> **Your objective**
Every entry that follows should be repeated exactly; drop the images.
──────── Records for the task ────────
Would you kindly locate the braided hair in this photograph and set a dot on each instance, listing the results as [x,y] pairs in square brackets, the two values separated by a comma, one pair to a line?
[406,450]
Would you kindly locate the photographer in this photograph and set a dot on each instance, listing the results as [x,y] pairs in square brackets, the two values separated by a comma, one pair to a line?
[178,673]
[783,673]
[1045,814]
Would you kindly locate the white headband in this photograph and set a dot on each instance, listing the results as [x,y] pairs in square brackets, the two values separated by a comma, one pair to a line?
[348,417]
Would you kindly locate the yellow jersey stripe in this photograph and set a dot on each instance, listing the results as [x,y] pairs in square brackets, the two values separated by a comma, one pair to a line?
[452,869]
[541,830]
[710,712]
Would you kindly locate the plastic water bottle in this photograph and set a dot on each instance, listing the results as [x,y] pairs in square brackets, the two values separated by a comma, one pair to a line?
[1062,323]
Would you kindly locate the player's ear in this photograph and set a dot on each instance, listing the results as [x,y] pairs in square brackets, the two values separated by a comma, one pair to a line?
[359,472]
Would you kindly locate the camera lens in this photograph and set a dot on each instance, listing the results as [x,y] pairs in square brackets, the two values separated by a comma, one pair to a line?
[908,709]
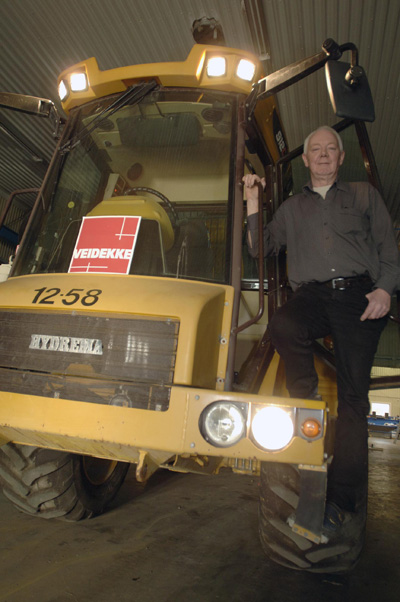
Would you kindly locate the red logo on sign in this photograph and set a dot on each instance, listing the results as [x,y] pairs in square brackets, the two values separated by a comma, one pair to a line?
[105,245]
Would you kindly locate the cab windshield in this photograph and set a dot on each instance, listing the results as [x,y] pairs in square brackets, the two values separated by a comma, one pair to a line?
[165,160]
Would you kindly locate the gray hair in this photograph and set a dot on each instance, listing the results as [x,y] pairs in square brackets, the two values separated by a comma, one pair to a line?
[323,127]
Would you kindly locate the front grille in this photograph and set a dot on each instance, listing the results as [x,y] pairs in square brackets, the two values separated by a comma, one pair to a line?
[89,358]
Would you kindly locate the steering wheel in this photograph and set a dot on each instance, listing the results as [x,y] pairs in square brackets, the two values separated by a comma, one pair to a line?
[161,196]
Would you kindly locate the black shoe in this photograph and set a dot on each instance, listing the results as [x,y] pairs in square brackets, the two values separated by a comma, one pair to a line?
[334,517]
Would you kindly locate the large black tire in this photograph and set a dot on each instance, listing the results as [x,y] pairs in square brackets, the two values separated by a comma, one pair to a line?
[279,495]
[54,484]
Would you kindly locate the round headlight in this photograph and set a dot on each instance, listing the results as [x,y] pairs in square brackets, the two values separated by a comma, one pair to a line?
[223,423]
[272,428]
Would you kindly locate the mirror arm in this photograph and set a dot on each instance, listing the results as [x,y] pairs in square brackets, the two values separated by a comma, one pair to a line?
[285,77]
[42,107]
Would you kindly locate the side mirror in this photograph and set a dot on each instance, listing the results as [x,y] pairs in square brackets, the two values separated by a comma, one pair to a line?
[26,104]
[349,91]
[33,106]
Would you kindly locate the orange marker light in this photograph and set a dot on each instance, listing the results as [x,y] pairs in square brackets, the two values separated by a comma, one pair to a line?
[311,428]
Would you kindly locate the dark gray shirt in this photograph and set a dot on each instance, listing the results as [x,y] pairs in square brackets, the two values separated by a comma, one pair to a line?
[346,234]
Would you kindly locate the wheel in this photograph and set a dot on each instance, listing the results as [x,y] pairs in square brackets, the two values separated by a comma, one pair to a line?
[279,495]
[53,484]
[161,196]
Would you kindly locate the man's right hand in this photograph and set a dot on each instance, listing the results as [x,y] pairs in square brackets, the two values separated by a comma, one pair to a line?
[250,184]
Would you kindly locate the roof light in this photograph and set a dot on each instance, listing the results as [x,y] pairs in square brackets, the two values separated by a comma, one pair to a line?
[62,90]
[216,66]
[245,70]
[272,428]
[78,82]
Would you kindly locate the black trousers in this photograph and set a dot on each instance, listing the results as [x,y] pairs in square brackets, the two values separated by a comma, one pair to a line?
[313,312]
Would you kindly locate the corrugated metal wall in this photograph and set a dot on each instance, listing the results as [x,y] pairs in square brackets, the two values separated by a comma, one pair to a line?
[39,39]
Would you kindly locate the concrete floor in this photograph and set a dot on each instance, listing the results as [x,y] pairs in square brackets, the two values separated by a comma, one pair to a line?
[188,538]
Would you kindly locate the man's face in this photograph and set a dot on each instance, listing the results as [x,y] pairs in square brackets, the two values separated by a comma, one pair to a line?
[323,157]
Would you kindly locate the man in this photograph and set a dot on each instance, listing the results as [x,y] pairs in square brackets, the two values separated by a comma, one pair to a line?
[342,261]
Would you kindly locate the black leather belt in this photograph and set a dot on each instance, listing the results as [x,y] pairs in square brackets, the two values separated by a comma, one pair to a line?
[340,284]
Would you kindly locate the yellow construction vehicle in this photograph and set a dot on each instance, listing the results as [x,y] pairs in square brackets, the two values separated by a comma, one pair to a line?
[132,323]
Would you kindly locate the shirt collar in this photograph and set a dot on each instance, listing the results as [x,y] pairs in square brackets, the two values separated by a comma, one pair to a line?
[344,186]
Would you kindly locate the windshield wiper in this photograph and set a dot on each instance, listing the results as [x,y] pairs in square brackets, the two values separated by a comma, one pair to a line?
[133,95]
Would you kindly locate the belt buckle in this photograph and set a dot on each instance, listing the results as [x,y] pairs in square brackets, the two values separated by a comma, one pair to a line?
[338,284]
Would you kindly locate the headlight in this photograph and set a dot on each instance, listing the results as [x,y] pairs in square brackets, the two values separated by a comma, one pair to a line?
[272,428]
[246,70]
[223,423]
[216,66]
────────
> **Output below**
Would you kindly locate the braided hair in this photograph and set a dot on each instance, listing the results as [x,y] pairs in square brackets, the two values separated by a comma, one pair to a line?
[406,450]
Would you kindly locate the photographer in this photograph and set a dot on each instance, listing the results as [x,y] pairs in square brackets, the two values separated by a comma, one pair to a line?
[178,673]
[783,673]
[1045,814]
Would you kindly locate the white headband in this photograph and set a dot on each instance, listing the results as [x,y] pairs in square brackets, the two values separated by a comma, one pair to a line?
[348,417]
Would you kindly locate the yellow jersey stripe in this photograph and set a dot on each instance, listing the results as [x,y] pairs in square brackets, the two values separated by a comma, one pair to a line?
[452,869]
[541,830]
[710,712]
Would you kindly locate the plastic water bottle in this photograph and set a dot on each instance, listing the results as [x,y] pairs in square brackets, the two values separated by a comma, one pair to a line?
[1062,323]
Would you kindly locate the player's ear in this photograph and set a dot on each instance, listing the results as [x,y] pairs in square brackets, the two values separated by a comma, one pair to a line?
[359,472]
Would you kindly locate the camera lens in this photograph and set a dot on each instance, listing the results as [x,y] pairs in square brackets, the two values separated by a comma, one pair to a line?
[908,709]
Would you kindly locate the red logo on sign in this photograph and set a dot on each instance, listing the results as [x,y] pairs in square brackets, the two values separated by a comma, one pair to a line?
[105,245]
Would you kindly locate the cab windshield in this photograph and set a dot on each instance, listing the results as [x,y] pairs in square brackets, the two values separated by a comma, one pair to a line?
[165,160]
Would you kindly locate the gray hair in this photograph and set a dot on each instance, listing the results as [x,y] pairs in square brackets, the two values separated by a comma, one pair to a line?
[323,127]
Would you kindly locate the front grille in this photograph and set a dot on each instance, listing the results as [x,y] pairs in square brackets, the two values separated by a comma, one pair to a line?
[89,358]
Would you kindly locate the steering wheel in this photograph and set a dot on each instance, listing the results as [x,y] pairs in square brackets, the two values separated by a comma, one pair to a line?
[161,196]
Would you kindly locate the black shoe in this photograph and set a dot on each instance, listing the results as [x,y] pairs in square brackets, the two values separated by a comma, one pair to a line?
[334,517]
Would you kindly locate the large black tire in this photograph and set a dot on each instance, listing the results as [x,y] pairs in square brackets, the two values separated by a comma, one pair to a line?
[279,495]
[54,484]
Would you kindly locate the round headlight in this photograph and set a dot on each instance, listing the results as [x,y] pairs in square brackets, the two values separated by a comma, one pair to a line?
[223,423]
[272,428]
Would you kindly locate the mirror arm in this photograph and set a dot on each instance, listing the results as [x,y] pairs in square brackets, the two values separated by a comma, one pair to a line?
[285,77]
[42,107]
Would you kindly locate the side mirror in this photograph and set a dot on each instance, listing the results as [x,y] pairs in square brackets, the two values separated by a comma, one pair to a line?
[26,104]
[349,91]
[33,106]
Would you kindly locate the orange marker light in this photograph and set a dot on each instance, listing the results as [x,y] pairs in square brackets, the two values separated by a comma, one pair to a line?
[311,428]
Would you kindly locate the dark gray shirt in this photograph and set a dot on each instance, listing the results as [x,y] pairs in square brackets, the two values separated by a comma, one pair to a line?
[346,234]
Would you kindly locate the wheel in this photograph and set a dot on each instance, listing the results as [x,y] pairs in square brackets, the two values separated by a comma, one pair to a line?
[279,495]
[53,484]
[161,196]
Would you kindly locate the man's right hand in this photograph and set a dot on each instance, listing the results as [x,y] pairs in square brackets, the two values separated by a comma, one pair to a line?
[250,184]
Would you kindly locate the roof light in this photograph and set a dot on each instance, listing the results as [x,y] pairs in square brackets, the two values separated by a comma, one pair to a line?
[62,90]
[216,66]
[245,70]
[272,428]
[78,82]
Would you kindly locate the black trousers in this photograph and set a dot on each instance, listing the results as [x,y] pairs in square brackets, the two values separated by a comma, one pair to a line?
[313,312]
Would you kindly locate the corrugated metal wall in this photograph and set a dot on each instance, listing the results as [x,y] pairs in square brackets, the two values separated by a comma, one pair to a line?
[39,39]
Would you kindly locate the concrete floor in this photograph and set a dot on each instance, listing the results as [x,y] pairs in square brackets, the two values separated by a comma, one pair to a line?
[188,538]
Would you kindly locate the man's face in this photograph and set a dot on each instance, listing the results as [x,y] pairs in square brackets, the two values separated by a comma, one pair to a line?
[323,157]
Would you kindly locate the man in this photograph and set a dot on each instance, listing the results as [x,y] pairs in square brackets, the two values separated by a comma, one pair to a line?
[342,261]
Would you kindly locate the black leather belt in this photograph and set a dot on each instance, listing the results as [x,y] pairs in square brackets, the two values separated by a comma, one pair to a line?
[340,284]
Would you kindly locate the yellow construction vehicle in this photograph and set a dot on each instance, listing the results as [x,y] pairs in square brackets, the two values separated by a comma, one pair to a line?
[132,323]
Would you kindly locate the shirt collar in this photograph and set a dot on each instance, listing the results as [x,y] pairs in square brackets, the two values separated by a comma, one pair to a line?
[344,186]
Would you kindly locate the windshield wiper in this photograph and set a dot on each instance, listing the results as [x,y] pairs in square brackets, the two values separated by a comma, one pair to a line?
[133,95]
Would you kindly locate the belt buckle in this photograph and set a dot on each instance, listing the results as [x,y] pairs in square brackets, the two values separated by a comma, one pair to a line?
[338,284]
Would you kindly locate the headlight in this photograph and set a dot on each instance, listing the results as [x,y] pairs in square brackets, the two values separated by a comma, one pair to a line?
[272,428]
[246,70]
[223,423]
[216,66]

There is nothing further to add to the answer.